YOUR OBJECTIVE:
Reproduce verbatim the lines of the records below, from the line containing "Target: stone tile roof" through the final line of the records, both ends included, and reproduce nothing else.

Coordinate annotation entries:
:::

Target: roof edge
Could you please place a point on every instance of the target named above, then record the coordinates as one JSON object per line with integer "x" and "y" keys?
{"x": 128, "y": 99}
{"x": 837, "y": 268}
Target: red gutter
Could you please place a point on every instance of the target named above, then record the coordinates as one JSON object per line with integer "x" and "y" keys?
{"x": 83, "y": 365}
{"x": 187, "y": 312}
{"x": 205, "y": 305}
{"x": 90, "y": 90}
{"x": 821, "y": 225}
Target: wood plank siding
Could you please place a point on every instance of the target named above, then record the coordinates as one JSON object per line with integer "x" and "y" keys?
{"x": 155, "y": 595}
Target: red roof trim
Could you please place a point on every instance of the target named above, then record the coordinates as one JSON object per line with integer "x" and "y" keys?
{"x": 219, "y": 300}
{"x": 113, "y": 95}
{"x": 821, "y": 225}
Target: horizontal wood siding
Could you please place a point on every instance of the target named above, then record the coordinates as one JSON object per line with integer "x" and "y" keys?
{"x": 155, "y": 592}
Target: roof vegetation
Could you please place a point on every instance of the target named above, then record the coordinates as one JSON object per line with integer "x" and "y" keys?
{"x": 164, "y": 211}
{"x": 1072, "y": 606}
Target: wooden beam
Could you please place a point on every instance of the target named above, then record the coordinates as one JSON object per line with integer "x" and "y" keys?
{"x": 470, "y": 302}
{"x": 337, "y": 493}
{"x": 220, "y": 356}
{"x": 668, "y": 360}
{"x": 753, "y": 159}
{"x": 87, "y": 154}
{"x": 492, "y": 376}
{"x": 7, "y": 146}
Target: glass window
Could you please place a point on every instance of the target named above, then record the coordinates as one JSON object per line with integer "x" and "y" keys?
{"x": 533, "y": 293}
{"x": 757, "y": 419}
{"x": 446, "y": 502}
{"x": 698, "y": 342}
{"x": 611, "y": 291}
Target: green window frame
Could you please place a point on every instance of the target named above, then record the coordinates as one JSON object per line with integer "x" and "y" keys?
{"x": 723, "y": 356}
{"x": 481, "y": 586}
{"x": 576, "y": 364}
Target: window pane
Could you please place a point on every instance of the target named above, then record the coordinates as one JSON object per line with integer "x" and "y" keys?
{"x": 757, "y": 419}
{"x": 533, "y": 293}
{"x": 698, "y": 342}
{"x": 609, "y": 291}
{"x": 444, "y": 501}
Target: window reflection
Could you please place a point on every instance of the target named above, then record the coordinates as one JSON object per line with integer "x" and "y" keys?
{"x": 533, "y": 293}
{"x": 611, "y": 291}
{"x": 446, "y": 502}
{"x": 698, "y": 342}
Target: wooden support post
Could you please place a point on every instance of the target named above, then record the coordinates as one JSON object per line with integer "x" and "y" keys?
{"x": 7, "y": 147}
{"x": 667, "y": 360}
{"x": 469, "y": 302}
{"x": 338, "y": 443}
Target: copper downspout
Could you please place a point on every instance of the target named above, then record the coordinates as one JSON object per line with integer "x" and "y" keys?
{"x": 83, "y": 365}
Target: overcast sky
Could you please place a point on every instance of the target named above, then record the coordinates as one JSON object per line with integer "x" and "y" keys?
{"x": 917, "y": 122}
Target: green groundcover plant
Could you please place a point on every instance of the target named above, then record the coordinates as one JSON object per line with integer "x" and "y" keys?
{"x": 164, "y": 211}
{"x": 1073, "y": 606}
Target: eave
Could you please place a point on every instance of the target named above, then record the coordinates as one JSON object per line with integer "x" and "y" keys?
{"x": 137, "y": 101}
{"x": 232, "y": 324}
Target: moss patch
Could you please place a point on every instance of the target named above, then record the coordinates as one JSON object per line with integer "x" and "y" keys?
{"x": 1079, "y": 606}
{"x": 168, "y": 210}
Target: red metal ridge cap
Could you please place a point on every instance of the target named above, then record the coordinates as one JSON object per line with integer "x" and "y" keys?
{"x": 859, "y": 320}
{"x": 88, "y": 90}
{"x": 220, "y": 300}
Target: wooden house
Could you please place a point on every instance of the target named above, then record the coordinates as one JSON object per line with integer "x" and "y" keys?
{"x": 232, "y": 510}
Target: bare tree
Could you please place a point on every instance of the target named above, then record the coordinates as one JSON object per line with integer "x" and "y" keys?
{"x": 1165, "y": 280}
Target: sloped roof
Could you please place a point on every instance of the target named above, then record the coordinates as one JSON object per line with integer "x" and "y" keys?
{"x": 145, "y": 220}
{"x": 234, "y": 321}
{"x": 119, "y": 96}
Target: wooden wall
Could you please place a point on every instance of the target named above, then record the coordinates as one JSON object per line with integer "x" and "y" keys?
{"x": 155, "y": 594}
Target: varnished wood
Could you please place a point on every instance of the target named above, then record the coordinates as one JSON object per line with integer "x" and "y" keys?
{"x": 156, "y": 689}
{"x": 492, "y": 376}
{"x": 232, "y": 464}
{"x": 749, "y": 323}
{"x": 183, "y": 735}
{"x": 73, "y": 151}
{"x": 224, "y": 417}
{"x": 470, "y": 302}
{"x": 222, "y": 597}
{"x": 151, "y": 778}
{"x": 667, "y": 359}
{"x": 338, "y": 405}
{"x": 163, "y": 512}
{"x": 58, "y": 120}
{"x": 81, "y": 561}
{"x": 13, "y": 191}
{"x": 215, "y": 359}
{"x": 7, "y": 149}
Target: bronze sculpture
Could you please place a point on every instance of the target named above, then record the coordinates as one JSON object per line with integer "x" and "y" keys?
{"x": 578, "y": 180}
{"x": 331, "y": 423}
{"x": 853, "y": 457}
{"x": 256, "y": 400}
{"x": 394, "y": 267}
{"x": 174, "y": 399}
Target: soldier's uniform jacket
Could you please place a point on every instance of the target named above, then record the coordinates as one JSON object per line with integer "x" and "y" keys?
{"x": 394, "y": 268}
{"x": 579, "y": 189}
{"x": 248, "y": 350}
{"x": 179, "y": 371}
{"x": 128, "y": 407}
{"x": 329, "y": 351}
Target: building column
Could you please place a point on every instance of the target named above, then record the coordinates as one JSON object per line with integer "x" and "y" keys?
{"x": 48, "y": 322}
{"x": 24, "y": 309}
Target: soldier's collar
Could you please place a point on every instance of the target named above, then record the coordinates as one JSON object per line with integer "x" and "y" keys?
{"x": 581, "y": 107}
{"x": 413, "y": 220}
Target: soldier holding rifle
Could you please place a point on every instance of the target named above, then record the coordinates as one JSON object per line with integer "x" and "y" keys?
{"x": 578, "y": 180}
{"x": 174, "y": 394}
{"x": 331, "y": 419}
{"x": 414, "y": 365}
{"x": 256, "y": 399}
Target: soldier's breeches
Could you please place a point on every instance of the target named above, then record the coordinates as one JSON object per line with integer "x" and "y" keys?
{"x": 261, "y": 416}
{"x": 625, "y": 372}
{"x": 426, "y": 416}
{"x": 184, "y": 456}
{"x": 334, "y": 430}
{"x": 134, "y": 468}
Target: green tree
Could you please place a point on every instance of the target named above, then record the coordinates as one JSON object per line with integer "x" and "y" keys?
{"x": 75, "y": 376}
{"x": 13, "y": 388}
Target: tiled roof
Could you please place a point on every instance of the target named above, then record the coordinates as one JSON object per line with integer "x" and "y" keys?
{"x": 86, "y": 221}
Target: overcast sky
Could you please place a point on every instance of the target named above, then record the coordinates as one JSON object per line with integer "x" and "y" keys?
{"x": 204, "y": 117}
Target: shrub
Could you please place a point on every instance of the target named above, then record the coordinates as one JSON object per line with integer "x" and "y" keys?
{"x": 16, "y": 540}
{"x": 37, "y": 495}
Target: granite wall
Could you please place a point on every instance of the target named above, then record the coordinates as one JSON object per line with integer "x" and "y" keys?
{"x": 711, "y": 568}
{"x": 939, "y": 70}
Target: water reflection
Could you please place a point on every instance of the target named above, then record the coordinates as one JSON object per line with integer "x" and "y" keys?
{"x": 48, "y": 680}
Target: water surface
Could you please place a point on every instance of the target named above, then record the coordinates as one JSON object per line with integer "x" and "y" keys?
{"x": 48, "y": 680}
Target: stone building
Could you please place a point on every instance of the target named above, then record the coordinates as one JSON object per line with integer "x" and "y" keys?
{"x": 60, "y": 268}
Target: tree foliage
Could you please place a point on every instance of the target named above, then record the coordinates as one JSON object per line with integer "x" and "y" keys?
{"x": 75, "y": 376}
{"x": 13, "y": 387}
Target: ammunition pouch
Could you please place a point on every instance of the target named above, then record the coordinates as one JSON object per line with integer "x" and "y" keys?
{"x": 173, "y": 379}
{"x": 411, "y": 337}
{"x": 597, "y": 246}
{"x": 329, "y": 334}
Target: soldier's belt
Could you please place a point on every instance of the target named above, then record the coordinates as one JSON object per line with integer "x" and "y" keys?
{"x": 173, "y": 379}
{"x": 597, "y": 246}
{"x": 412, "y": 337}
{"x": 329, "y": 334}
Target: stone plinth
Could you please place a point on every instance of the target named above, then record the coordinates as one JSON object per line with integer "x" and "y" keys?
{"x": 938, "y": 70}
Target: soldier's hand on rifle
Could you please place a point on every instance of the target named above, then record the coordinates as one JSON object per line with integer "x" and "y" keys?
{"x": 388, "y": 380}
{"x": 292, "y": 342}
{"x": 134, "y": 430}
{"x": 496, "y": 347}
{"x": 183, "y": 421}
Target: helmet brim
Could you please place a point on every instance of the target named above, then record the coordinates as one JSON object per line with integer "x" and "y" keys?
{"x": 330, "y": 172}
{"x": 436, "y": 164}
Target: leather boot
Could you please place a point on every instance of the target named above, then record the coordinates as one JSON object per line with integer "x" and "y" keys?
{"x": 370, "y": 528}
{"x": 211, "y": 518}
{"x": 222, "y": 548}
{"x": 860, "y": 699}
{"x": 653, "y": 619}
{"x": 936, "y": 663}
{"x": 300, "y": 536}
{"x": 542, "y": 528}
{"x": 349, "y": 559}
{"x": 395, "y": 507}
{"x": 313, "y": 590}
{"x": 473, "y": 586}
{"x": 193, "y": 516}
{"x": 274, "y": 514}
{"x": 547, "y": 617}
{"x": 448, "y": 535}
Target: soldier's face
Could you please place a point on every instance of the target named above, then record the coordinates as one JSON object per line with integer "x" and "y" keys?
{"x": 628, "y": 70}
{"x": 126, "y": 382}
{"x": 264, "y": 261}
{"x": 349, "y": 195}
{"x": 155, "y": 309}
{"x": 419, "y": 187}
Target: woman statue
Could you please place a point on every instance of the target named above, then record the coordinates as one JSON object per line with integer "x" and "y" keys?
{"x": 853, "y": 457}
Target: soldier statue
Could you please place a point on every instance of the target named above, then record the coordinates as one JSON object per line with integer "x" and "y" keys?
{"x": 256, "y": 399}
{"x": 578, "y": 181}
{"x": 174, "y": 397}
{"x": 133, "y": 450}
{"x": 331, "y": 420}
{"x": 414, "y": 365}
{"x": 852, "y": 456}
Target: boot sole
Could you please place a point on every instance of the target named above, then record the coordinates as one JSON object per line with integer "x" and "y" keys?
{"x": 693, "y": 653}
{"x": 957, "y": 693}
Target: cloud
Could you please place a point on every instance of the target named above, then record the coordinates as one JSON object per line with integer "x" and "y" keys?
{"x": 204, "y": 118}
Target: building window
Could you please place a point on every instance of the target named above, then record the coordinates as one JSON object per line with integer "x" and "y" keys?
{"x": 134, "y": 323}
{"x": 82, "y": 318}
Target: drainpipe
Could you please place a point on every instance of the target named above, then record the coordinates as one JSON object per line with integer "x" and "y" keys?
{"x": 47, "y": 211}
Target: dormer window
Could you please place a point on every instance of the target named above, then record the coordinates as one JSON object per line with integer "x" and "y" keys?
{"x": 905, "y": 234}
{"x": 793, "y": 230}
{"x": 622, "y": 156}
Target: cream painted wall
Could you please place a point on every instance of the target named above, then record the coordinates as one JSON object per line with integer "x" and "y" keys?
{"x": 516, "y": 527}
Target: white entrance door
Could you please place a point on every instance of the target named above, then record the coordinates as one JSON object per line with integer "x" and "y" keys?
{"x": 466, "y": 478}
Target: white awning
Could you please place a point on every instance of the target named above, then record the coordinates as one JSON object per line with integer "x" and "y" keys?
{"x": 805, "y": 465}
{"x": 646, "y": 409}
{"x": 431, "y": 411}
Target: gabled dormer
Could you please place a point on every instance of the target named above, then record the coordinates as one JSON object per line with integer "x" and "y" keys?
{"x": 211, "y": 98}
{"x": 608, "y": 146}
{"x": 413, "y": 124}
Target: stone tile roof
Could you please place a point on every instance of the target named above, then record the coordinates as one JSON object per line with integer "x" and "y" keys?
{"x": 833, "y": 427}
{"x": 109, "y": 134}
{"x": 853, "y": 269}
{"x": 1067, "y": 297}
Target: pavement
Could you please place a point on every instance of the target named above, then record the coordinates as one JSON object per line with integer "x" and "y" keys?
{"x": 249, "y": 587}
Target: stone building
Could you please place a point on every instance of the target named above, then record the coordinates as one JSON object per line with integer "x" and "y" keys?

:::

EXERCISE SOLUTION:
Target: stone tile roof
Could you please place a point on every instance of the target named above, then record the coordinates as one JSON object per line with integer "x" and "y" keys?
{"x": 833, "y": 427}
{"x": 109, "y": 134}
{"x": 853, "y": 269}
{"x": 1067, "y": 297}
Target: pavement
Could you please place a point on every instance of the target named above, then record the coordinates as one JSON object per line with integer "x" and "y" keys?
{"x": 249, "y": 587}
Target: stone building
Could you please place a point on every instance of the target named above, then record the coordinates as one JSON object per line with integer "x" and "y" keys?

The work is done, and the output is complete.